**Teks**

━━━━━━━━━━

Sesungguhnya Tuhanmu mengetahui bahwasanya kamu berdiri kurang dari dua pertiga malam, atau seperdua malam atau sepertiganya dan segolongan dari orang-orang yang bersama kamu. Dan Allah menetapkan ukuran malam dan siang. Allah mengetahui bahwa kamu sekali-kali tidak dapat menentukan batas-batas waktu-waktu itu, maka Dia memberi keringanan kepadamu, karena itu bacalah apa yang mudah dari Al Qur'an. Dia mengetahui bahwa akan ada di antara kamu orang-orang yang sakit dan orang-orang yang berjalan di muka bumi mencari sebagian karunia Allah; dan orang-orang yang lain lagi yang berperang di jalan Allah...

Dengan turunnya ayat ini maka kewajiban qiyamul lail di nasakh (catatan ##). Demikianlah pengetahuan tentang makiyah dan madaniyah memberikan alat bagi pengkaji al-Qur’an untuk dapat memahami hukum atas suatu perkara. Dalam kasus ini kita mengetahui bahwa qiyamul lail merupakan shalat yang pertama kali diwajibkan kepada ummat Muhammad saw, sebelum kewajiban shalat 5 waktu (al-Itqan 1/67).

━━━━━━━━━━

**Entri Tersimpan**
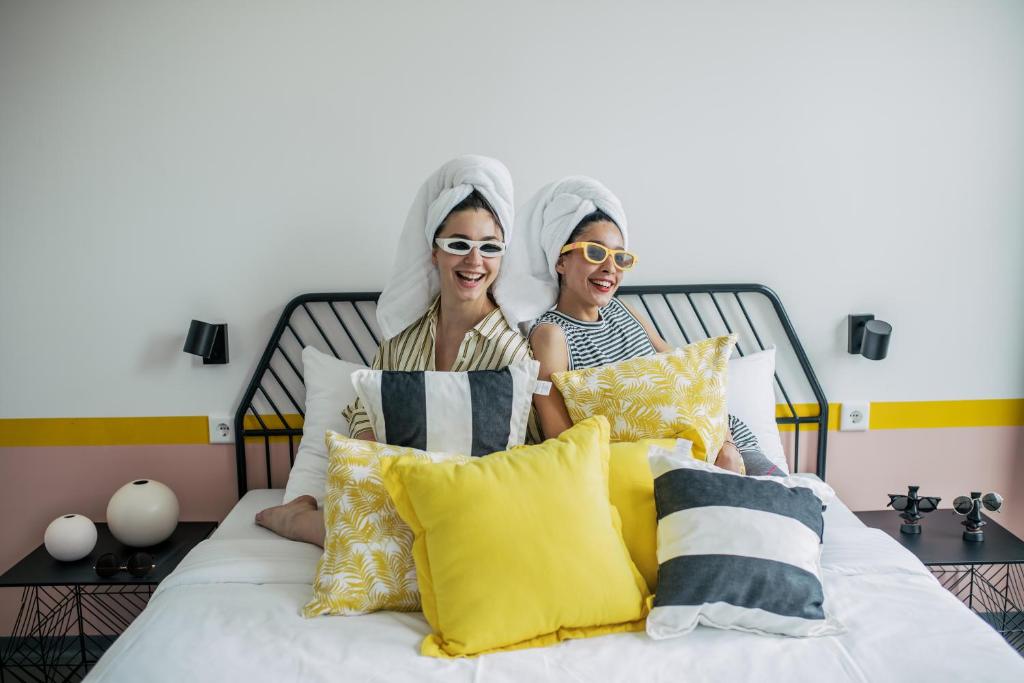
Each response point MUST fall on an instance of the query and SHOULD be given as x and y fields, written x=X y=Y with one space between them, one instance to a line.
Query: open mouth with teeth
x=469 y=279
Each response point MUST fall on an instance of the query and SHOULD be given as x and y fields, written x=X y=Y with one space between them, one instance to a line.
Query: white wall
x=161 y=161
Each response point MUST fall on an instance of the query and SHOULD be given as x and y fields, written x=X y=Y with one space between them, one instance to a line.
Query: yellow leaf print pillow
x=368 y=553
x=677 y=394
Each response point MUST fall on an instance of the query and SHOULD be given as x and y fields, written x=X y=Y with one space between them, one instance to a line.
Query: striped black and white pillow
x=735 y=552
x=474 y=413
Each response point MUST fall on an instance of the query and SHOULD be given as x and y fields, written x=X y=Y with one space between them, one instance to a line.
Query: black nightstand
x=987 y=577
x=70 y=615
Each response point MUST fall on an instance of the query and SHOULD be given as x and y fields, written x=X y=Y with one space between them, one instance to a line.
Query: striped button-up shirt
x=491 y=344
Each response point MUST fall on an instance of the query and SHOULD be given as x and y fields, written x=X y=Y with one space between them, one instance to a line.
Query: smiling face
x=467 y=278
x=586 y=283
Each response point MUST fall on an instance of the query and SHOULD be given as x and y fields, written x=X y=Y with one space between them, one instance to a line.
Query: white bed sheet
x=230 y=611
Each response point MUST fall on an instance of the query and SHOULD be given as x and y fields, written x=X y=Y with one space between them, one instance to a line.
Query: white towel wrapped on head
x=529 y=284
x=414 y=283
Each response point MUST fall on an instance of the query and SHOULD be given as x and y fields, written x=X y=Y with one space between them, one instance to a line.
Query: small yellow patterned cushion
x=678 y=394
x=368 y=553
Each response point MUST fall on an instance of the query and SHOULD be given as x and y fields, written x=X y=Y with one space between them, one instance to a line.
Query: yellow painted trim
x=18 y=432
x=937 y=414
x=923 y=414
x=118 y=431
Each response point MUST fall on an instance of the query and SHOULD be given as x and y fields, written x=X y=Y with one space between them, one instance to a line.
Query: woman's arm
x=548 y=343
x=729 y=458
x=659 y=344
x=355 y=413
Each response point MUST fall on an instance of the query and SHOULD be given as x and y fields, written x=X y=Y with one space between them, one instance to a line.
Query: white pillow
x=473 y=413
x=329 y=390
x=751 y=396
x=736 y=552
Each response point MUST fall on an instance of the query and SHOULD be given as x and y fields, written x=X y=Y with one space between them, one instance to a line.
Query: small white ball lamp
x=70 y=538
x=142 y=513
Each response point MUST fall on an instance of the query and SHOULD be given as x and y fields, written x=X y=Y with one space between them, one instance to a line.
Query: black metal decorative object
x=867 y=336
x=208 y=340
x=970 y=507
x=912 y=508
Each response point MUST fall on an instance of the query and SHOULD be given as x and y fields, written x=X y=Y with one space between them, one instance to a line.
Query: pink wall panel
x=38 y=484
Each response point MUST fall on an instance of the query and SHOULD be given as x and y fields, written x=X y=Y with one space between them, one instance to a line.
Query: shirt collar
x=489 y=327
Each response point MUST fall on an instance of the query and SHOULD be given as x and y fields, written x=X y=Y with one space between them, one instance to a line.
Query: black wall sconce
x=868 y=337
x=208 y=340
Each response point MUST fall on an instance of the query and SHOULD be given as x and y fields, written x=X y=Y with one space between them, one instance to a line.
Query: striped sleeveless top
x=616 y=335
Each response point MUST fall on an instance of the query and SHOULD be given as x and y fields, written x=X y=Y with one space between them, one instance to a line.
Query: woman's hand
x=729 y=458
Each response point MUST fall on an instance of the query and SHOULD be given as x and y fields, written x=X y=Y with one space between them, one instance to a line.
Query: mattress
x=230 y=611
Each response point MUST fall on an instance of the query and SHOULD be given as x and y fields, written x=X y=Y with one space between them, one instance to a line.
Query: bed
x=230 y=610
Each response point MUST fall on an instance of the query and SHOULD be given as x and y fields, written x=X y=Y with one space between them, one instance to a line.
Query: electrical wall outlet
x=221 y=429
x=855 y=416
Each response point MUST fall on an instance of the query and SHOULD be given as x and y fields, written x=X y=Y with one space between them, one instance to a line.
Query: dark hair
x=594 y=217
x=474 y=202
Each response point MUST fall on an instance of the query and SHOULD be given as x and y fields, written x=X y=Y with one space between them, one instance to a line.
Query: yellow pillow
x=631 y=489
x=519 y=549
x=368 y=553
x=678 y=394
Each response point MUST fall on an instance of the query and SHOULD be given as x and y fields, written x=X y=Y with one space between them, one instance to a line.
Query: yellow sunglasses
x=597 y=254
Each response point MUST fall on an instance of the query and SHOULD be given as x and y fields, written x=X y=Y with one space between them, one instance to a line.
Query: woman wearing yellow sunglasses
x=568 y=261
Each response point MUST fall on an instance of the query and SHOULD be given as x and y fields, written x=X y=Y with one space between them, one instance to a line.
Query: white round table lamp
x=70 y=538
x=142 y=513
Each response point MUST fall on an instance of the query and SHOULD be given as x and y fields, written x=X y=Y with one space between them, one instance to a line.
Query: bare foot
x=298 y=520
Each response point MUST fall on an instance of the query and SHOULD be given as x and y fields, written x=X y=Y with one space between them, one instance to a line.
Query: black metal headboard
x=269 y=417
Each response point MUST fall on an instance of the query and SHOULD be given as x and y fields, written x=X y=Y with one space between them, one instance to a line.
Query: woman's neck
x=572 y=306
x=458 y=317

━━━━━━━━━━

**Tugas Wajib**
a) Tolong pilih setiap baris entri yang memuat kata "metal", lalu salin baris-baris itu.
b) Lanjutkan teks tentang makiyah dan madaniyah mulai dari kalimat terakhir yang tercantum.
Teks dan entri di atas diambil dari sumber yang berlainan.

**Jawaban Latihan Ini**
a)
Query: black metal decorative object
Query: black metal headboard

b)
B. CARA MENGETAHUI MAKIYAH DAN MADANIYAH

Para ulama menentukan makiyah dan madaniyahnya suatu ayat dan surat berdasarkan dua cara yaitu, (a). naql dan simā’i dan (b). qiyās dan ijtihād. Cara pertama merupakan cara yang lebih didahulukan. Dalam hal ini para ulama menelusuri berbagai riwayat tentang turunnya ayat dari para sahabat atau dari para tabi’in yang mendengar perkataan para sahabat. Pendapat ini diperkuat oleh sebuah riwayat dari ‘Abdullāh bin Mas’ud ra telah berkata,

وَاللَّهِ الَّذِي لاَ إِلَهَ غَيْرُهُ، مَا أُنْزِلَتْ سُورَةٌ مِنْ كِتَابِ اللَّهِ إِلَّا أَنَا أَعْلَمُ أَيْنَ أُنْزِلَتْ، وَلاَ أُنْزِلَتْ آيَةٌ مِنْ كِتَابِ اللَّهِ إِلَّا أَنَا أَعْلَمُ فِيمَ أُنْزِلَتْ، وَلَوْ أَعْلَمُ أَحَدًا أَعْلَمَ مِنِّي بِكِتَابِ اللَّهِ، تُبَلِّغُهُ الإِبِلُ لَرَكِبْتُ إِلَيْهِ

 (Shahīh al-Bukhārī  6/187, no 5002)

“Demi Allah yang tiada tuhan selain-Nya, tidaklah suatu surat dari al-Qur’ān kecuali aku mengetahui dimana diturunkannya. Dan tidak pula suatu ayat dari al-Qur’ān kecuali aku mengetahui mengapa ia diturunkan. Sekiranya aku mengetahui ada orang lain yang lebih pandai dariku tentang al-Qur’ān, dan dapat kujangkau dengan untaku niscaya aku akan menjumpai orang itu.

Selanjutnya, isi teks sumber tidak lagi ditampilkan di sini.